ECB: Approaching Cruising Altitude
While the European Central Bank (ECB) signaled it might increase its deposit rate further after July’s quarter-point hike, the focus is gradually transitioning away from the precise level of peak interest rates and towards how long they will stay at that peak. We believe the risks remain skewed towards later policy rate cuts than futures markets are now pricing.
Uncertainty around the inflation trajectory remains elevated, complicating the ECB’s decisions. While economic momentum in the euro area has weakened materially, pointing towards stagnation at midyear, labour markets remain strong and inflation is likely to remain sticky. The June inflation data (Harmonised Index of Consumer Prices, or HICP) showed headline inflation falling to 5.5% year-over-year (y/y), while core inflation rose to 5.5% y/y.
The U.S. experience of resilient growth and persistent inflation outpacing expectations suggests that eurozone core inflation could decline more slowly than originally envisaged. Upside risks arise primarily from still-strong domestic and wage-intensive components of inflation. For inflation to return to the ECB’s 2% target, weakening in the labour market and in the overall economy is likely needed.
Investment implications: While we do not have strong views on European duration at current valuations, we continue to believe European interest rate swaps should outperform core government bonds over time. Asset purchase programme (APP) reinvestments have stopped, and the ECB might revisit pandemic emergency purchase programme (PEPP) reinvestments this year. Amidst elevated issuance needs, this weakens the relative technical picture for government bonds, in our view.
Interest rates: Labour market strength suggests upside risks despite weaker growth momentum
Contrary to previous monetary policy meetings, the ECB did not communicate its intention regarding policy rates for the upcoming meeting in September, though officials made clear that the decision will be between hiking rates again and pausing. Emphasis remains on a data-dependent approach (similar to that of the U.S. Federal Reserve – see our blog post for details), and by September, new data and projections should allow the ECB to comprehensively update its assessment of the inflation outlook and the strength of monetary transmission.
The market is pricing (as of this writing) around 20 basis points of cumulative ECB hikes over the following meetings, and rate cuts starting 1Q next year. While we believe the terminal rate currently priced into futures markets looks reasonable, we remain skeptical that the ECB will deliver rate cuts so early, given persistent inflation.
Since the last macroeconomic projections were published at the June monetary policy meeting, economic activity data have come in generally below the ECB’s expectations. Recent euro area Purchasing Managers Index (PMI) data point to a significant loss of momentum, suggesting economic stagnation around midyear. As a result, the ECB will likely lower the expected growth trajectory in its upcoming September projections.
Contrary to recent growth dynamics, inflation has been developing in line with the ECB’s expectations, and could remain too high for too long. Wage dynamics have strengthened considerably on the back of robust labour markets and employees aiming to recoup some of the purchasing power lost to high inflation. In June, the ECB projected annualized wage growth would fall from 5.3% y/y in 2023 to 3.9% in 2025 – still well above the region’s long-run average of 2.1%. The euro area unemployment rate sits at a record low of 6.5%, and the ECB expects it to decline further.
The balance sheet: No changes in July, but more to come
The ECB maintained its reinvestment guidance at the July meeting. It discontinued reinvestments under the regular asset purchase programme (APP) this month, and intends to reinvest pandemic emergency purchase programme (PEPP) maturities until at least the end of 2024.
While we envision the ECB aiming for an earlier cutback in PEPP reinvestments, potentially as early as this year, we expect more progress on the reduction of the APP portfolio and greater visibility on the terminal policy rate will be necessary conditions to depart from current PEPP reinvestment guidance.
For both the APP and the PEPP, we do not anticipate the ECB to rule out selling bond holdings, but envision a gradual and orderly passive reduction of reinvestments. Over the longer run, ECB reinvestment policy will likely also be influenced by a new operational framework for steering short-term interest rates, including the size of a structural bond portfolio.
While the ECB’s decision to remunerate bank minimum reserves at 0% was somewhat unexpected, we do not believe it has major implications for the conduct of monetary policy, or for monetary policy transmission more broadly. The ECB stressed that the decision does not prejudge the outcome of the ongoing review of the operational framework either.

▸ RECORD SET:
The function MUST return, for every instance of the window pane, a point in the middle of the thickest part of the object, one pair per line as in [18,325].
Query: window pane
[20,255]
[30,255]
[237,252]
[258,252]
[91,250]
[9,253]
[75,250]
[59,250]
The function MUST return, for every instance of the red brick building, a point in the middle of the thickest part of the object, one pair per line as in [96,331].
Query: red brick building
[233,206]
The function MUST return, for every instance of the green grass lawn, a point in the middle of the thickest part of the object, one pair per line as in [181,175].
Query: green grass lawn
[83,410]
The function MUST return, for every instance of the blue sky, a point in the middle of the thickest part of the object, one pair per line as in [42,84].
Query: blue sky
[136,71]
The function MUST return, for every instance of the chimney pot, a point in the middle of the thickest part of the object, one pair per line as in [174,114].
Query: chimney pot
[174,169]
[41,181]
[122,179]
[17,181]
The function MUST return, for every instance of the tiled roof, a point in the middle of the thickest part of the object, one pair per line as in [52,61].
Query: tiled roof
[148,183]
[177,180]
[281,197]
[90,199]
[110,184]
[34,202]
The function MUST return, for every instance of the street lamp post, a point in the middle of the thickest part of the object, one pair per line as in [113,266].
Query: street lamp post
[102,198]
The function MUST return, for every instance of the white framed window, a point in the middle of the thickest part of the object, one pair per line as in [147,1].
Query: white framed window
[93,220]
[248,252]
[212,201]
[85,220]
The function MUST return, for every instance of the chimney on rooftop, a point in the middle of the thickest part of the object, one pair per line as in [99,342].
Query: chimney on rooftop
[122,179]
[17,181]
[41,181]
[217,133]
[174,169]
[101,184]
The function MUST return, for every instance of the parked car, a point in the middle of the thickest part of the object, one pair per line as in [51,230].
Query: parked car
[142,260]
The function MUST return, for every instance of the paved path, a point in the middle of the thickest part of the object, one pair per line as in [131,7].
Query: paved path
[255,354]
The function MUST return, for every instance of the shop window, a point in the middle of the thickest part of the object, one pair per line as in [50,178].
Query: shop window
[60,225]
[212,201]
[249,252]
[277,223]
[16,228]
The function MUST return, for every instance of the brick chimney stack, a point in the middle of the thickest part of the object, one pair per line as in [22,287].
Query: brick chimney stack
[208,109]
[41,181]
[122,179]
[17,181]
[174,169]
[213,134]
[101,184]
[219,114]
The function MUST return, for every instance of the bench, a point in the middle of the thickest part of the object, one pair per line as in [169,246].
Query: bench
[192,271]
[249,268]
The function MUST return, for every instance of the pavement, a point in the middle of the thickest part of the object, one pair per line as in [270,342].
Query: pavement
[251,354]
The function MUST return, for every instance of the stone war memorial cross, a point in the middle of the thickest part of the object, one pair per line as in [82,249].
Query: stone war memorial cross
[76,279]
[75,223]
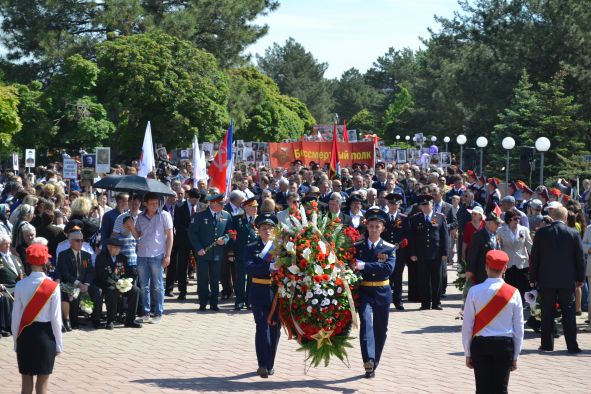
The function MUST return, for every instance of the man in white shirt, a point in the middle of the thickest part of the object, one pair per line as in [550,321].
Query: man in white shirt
[492,330]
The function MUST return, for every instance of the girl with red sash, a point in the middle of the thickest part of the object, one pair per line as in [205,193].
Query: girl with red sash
[36,322]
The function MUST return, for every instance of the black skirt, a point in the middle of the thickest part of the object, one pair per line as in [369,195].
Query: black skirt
[35,349]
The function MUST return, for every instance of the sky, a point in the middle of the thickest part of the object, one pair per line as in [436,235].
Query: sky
[351,33]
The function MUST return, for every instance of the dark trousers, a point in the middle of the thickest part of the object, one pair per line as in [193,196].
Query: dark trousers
[566,299]
[430,281]
[112,297]
[266,336]
[374,329]
[208,281]
[396,280]
[178,269]
[492,358]
[518,278]
[228,276]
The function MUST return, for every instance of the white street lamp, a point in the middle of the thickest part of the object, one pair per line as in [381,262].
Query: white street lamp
[481,142]
[461,140]
[508,144]
[542,145]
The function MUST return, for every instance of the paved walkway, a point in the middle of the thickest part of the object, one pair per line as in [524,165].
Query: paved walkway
[214,352]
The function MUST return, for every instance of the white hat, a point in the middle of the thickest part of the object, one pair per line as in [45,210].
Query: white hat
[476,209]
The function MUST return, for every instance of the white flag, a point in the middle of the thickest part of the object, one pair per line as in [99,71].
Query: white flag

▸ WORK ORDER 1: In the ECB article, copy everything from "Since the last" down to "upcoming September projections.".
▸ WORK ORDER 2:
Answer these from the ECB article:
(a) What headline inflation rate did the June HICP data show?
(b) At what rate does the euro area unemployment rate sit?
(c) Until when does the ECB intend to reinvest PEPP maturities?

▸ ANSWER SPACE 1:
Since the last macroeconomic projections were published at the June monetary policy meeting, economic activity data have come in generally below the ECB’s expectations. Recent euro area Purchasing Managers Index (PMI) data point to a significant loss of momentum, suggesting economic stagnation around midyear. As a result, the ECB will likely lower the expected growth trajectory in its upcoming September projections.

▸ ANSWER SPACE 2:
(a) 5.5% year-over-year
(b) A record low of 6.5%
(c) Until at least the end of 2024